__EXTRACT TO READ__
++++++++++
Fully nonlinear integro-differential equations are a nonlocal version of fully nonlinear elliptic equations of the form $F(D^2 u, Du, u, x)=0$. The main examples are the integro-differential Bellman equation from optimal control, and the Isaacs equation from stochastic games.

Equations of this type commonly satisfy a comparison principle and have some regularity results.

The general definition of ellipticity provided below does not require a specific form of the equation. However, the main two applications are the two above.

## Contents |

## Abstract definition ^{[1]}^{[2]}

A nonlocal operator is any rule that assigns a value to $Iu(x)$ whenever $u$ is a bounded function in $\mathbb R^n$ that is $C^2$ around the point $x$. The most basic requirement to call $I$ **elliptic** is that whenever $u-v$ achieves a global nonnegative maximum at the point $x$, then
\[ Iu(x) \leq Iv(x).\]

We now proceed to define the concept of uniform ellipticity. Given the richness of variations of nonlocal equations, we provide a flexible definition of uniform elliticity depending an arbitrary family of linear operators.

Given a family of linear integro-differential operators $\mathcal{L}$, we define the extremal operators $M^+_\mathcal{L}$ and $M^-_\mathcal{L}$: \begin{align*} M^+_\mathcal{L} u(x) &= \sup_{L \in \mathcal{L}} \, L u(x) \\ M^-_\mathcal{L} u(x) &= \inf_{L \in \mathcal{L}} \, L u(x) \end{align*}

We define a nonlinear operator $I$ to be **uniformly elliptic** in a domain $\Omega$ with respect to the class $\mathcal{L}$ if it assigns a continuous function $Iu$ to every function $u \in L^\infty(\R^n) \cap C^2(\Omega)$, and moreover for any two such functions $u$ and $v$:
\[M^-_\mathcal{L} [u-v](x)\leq Iu(x) - Iv(x) \leq M^+_\mathcal{L} [u-v] (x), \]
for any $x \in \Omega$.

A fully nonlinear elliptic equation is an equation of the form $Iu=0$ in $\Omega$, for some elliptic operator $I$.
++++++++++
__GIVEN TASK 1__
In the passage on fully nonlinear integro-differential equations, which equation from stochastic games is named as a main example?
__GIVEN TASK 2__
Reproduce the passage on fully nonlinear integro-differential equations between "Fully nonlinear integro-differential" and "some regularity results.", inclusive.
__GIVEN TASK 3__
Write the next part of the passage on fully nonlinear integro-differential equations, picking up after its final sentence.

__AVAILABLE DATA__
++++++++++
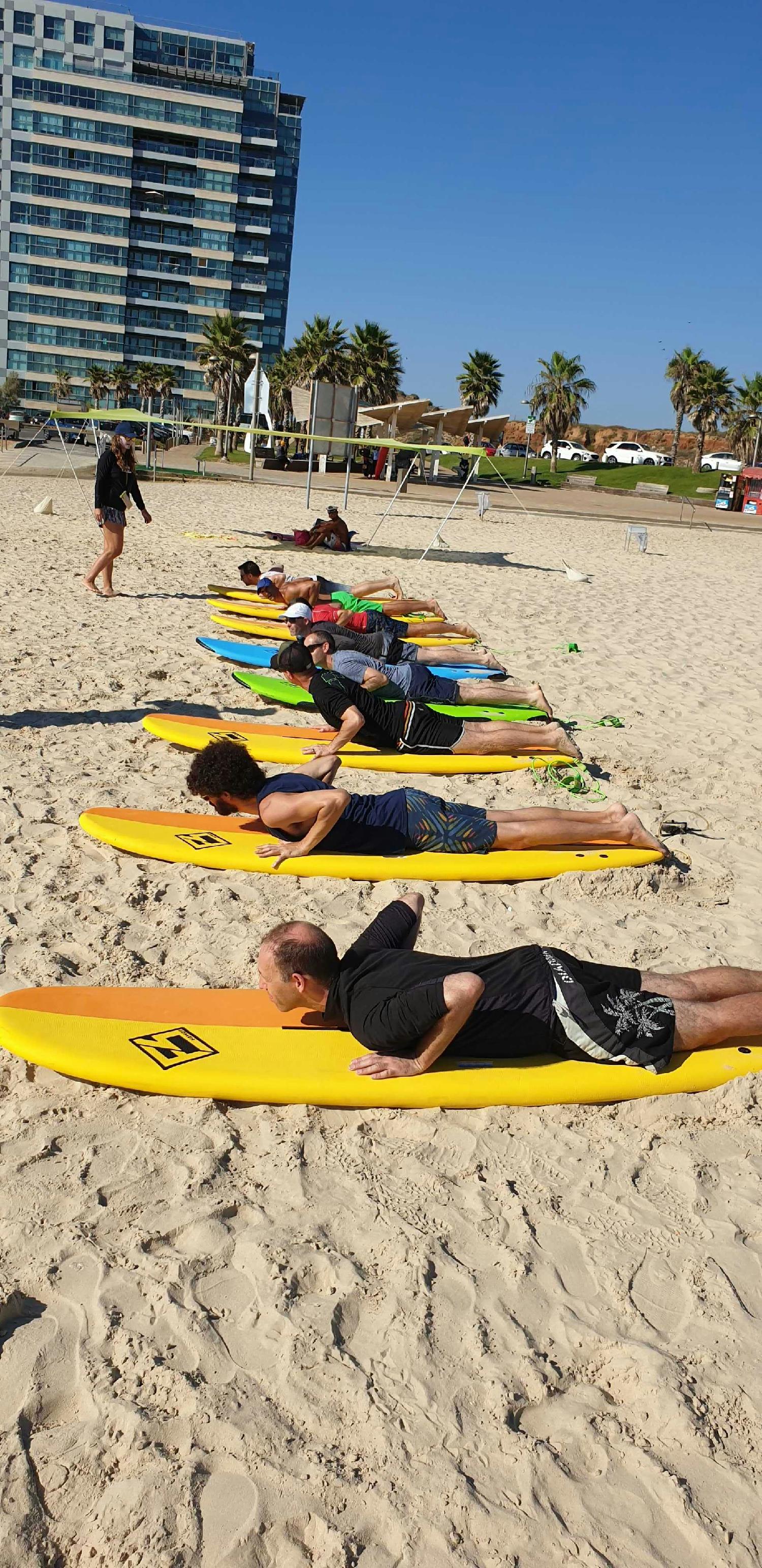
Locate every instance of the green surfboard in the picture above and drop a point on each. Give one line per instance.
++++++++++
__REPLY 1__
The Isaacs equation.

__REPLY 2__
Fully nonlinear integro-differential equations are a nonlocal version of fully nonlinear elliptic equations of the form $F(D^2 u, Du, u, x)=0$. The main examples are the integro-differential Bellman equation from optimal control, and the Isaacs equation from stochastic games.

Equations of this type commonly satisfy a comparison principle and have some regularity results.

__REPLY 3__
Note. If $\mathcal L$ consists of purely second order operators of the form $\mathrm{tr} \, A \cdot D^2 u$ with $\lambda I \leq A \leq \Lambda I$, then $M^+_{\mathcal L}$ and $M^-_{\mathcal L}$ denote the usual extremal Pucci operators. It is afolklorestatement that then nonlinear operator $I$ elliptic respect to $\mathcal L$ in the sense described above must coincide with a fully nonlinear elliptic operator of the form $Iu = F(D^2u,x)$. However, this proof may have never been written anywhere.

Note. Any uniformly elliptic integro-differential equation with respect to some class $\mathcal L$ satisfies the following $\inf-\sup$ representation \[ Iu(x) = \inf_{v \in C^2 \cap L^\infty} \sup_{L \in \mathcal L} \bigg\{ (Iv(x) - Lv(v)) + Lu(x) \bigg\}.\] Therefore, $I$ coincides with some Isaacs equation for some family of linear operators $L_{ab}$ (the index $a$ ranges over all functions $v$ and the index $b$ over all linear operators $L$). In the case that $I$ is not uniformly elliptic with respect to any given class, an $\inf-\sup$ formula was also obtained when the operator $I$ is Frechet differentiable^{[3]}.

## Another definition

Another definition which gives a more concrete structure to the equation has been suggested ^{[4]}. It is not clear if both definitions are equivalent, but both include the most important examples and are amenable of approximately the same methods.

Given a family of linear integro-differential operators $L_\alpha$ indexed by a parameter $\alpha$ which ranges in an arbitrary set $A$, a fully nonlinear elliptic equation is an equation of the form \[ F(D^2 u, Du, u, x, \{L_\alpha\}_\alpha) = 0 \qquad \text{in } \Omega.\] Where the function $F(X,p,z,x,\{i_\alpha\}_\alpha)$ is monotone increasing with respect to $X$ and $\{i_\alpha\}$ and monotone decreasing with respect to $z$.

Note that the family of linear operators $\{L_\alpha\}$ can range in an arbitrarily large set $A$ (it could even be uncountable).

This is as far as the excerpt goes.